#### SET TASK 1:
In the records, take the lines starting with the one that contains "Question. The photo above holds the interior" and going on through the end of the records. Write them out again with "marker" changed to "pin" and everything else left the same. Leave out the pictures.

#### TEXT PROVIDED:
....

Poet Angela Cleland describes an addiction to writing that began in her childhood

Angela Cleland
Angela Cleland is a Scottish poet living in London. Her pamphlet Waiting to Burn was one of three winners in the Templar Poetry Pamphlet and Collection Competition and resulted in her first full-length collection, And in Here, the Menagerie being published in 2007. She tells us about her love of “poems that feel like they just fell out of the sky like chunks of truth fallen off”, and her dislike of waiting for replies to submissions.
What inspired you to become a writer?
I have always written - I have hilarious and surreal evidence that I was writing even before I could spell in the form of a jotter titled “Boc, Gryn Miss Mosy, biy Angela” - so it is hard to say what inspired me to begin with. However, I can say that a few key people in my life have influenced me to take writing more seriously. Firstly my sister, who is a year older than me.
Sandie was always writing great long stories when we were kids - she had her own world called Krondlin (sorry if I’ve spelt it wrong S). I remember being jealous that she had this place all her own to go to and I didn’t. This pushed me to write a world for myself.
Later in life my Higher and CSYS English teacher, Miss Leghorn, was also a big influence. Not only did she introduce me to a range of poets from Shakespeare and Donne right up to MacCaig, Heaney and even John Hegley, my CSYS class was the first place I shared a poem.
OK, there were only three of us plus Miss Leghorn, but the positive reaction it got and the feeling this gave me are the same things I go after when I submit poems for publication and when I read my poems live.
What was your first poem about?
First poem? Yikes! The first poem I remember was called “Far Away is the Land of Caraway” - it was recorded on a birthday tape we recorded for my Great Grampa Waters when I was in Primary School (not a video, you understand, a cassette, yes I’m showing my age).
God knows what it was about. It involved someone sitting on a park bench, then getting hit in the eye with a stone, a river… other stuff. I remember having a very clear idea in my head what I wanted to achieve, but something was lost in the writing.
My first “official” poem was a love poem, which won the Scotsman School Magazine Prize for Poetry. I was awarded £50, a dozen red roses and a lovely plaque which one of our dogs later defaced. I still have some of the roses.
Did you face much rejection initially?
I sent out my first submission when I was about 23. I spent six long weeks biting my fingernails only to have all seven brown envelopes come back to me with “insufficient postage” stamped on them - ergh, the idiocy.
After that I felt so stupid about the whole thing that the rejections didn’t bother me too much. Actually, I was lucky enough to have a poem accepted out of that first lot when I re-sent them, so I had an encouraging start.
I’ve always found that the waiting is the worst bit. When something comes back through your letterbox, even if it’s a rejection, you can do something with it - send the poems out elsewhere, look at them again if they need it - but when you are waiting for replies, it’s all out of your hands. Twitch, twitch.

....

#### EXERCISE DATA:
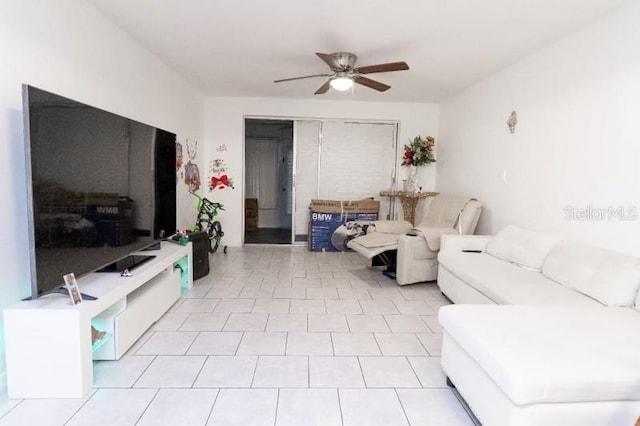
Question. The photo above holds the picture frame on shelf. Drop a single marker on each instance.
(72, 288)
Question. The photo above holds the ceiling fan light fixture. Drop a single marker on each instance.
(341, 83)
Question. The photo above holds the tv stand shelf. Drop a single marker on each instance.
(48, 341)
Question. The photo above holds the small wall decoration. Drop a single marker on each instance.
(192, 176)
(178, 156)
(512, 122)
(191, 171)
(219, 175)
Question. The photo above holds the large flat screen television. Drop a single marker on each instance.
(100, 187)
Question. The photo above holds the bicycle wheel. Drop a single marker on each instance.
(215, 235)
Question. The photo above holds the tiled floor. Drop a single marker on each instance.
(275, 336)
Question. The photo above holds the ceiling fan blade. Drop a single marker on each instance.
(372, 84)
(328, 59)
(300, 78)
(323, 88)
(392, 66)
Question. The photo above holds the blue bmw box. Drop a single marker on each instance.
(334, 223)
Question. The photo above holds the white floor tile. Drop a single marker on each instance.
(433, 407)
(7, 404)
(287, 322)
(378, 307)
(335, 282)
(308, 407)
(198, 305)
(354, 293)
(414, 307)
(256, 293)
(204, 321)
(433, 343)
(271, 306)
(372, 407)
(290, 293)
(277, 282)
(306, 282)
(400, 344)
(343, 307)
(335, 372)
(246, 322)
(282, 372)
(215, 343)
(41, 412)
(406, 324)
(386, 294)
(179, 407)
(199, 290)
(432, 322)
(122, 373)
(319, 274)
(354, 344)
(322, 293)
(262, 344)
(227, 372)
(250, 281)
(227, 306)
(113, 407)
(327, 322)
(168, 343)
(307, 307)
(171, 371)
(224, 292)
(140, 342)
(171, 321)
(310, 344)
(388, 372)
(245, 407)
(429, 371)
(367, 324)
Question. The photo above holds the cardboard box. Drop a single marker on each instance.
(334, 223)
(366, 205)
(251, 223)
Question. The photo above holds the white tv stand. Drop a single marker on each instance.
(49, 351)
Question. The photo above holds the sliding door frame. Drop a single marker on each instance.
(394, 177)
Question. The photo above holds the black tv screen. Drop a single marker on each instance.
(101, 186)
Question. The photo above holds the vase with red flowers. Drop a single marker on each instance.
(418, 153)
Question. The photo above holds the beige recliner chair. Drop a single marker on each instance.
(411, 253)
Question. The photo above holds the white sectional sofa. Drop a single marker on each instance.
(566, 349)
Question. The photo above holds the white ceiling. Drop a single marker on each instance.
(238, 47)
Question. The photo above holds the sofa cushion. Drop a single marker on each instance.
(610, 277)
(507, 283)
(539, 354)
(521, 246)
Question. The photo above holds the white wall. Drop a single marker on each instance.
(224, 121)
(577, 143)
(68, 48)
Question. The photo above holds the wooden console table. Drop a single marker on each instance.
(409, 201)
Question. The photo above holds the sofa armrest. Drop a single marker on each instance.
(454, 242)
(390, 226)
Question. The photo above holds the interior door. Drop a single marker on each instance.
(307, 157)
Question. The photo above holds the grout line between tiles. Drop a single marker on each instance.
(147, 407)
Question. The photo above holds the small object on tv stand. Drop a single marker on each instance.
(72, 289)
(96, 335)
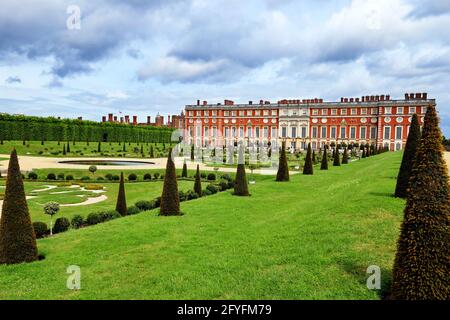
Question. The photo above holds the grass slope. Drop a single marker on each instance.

....

#### SET TASK 2:
Which poets did Miss Leghorn introduce to Angela Cleland, according to the interview?

#### EXERCISE OUTPUT 1:
Question. The photo above holds the interior door. Drop a single pin on each instance.
(307, 157)
Question. The photo above holds the grout line between tiles. Drop a single pin on each instance.
(147, 407)
Question. The photo above holds the small object on tv stand. Drop a single pin on each instance.
(72, 289)
(96, 335)
Question. The photo above holds the grass slope. Drop a single pin on each instance.

#### EXERCISE OUTPUT 2:
Shakespeare, Donne, MacCaig, Heaney and John Hegley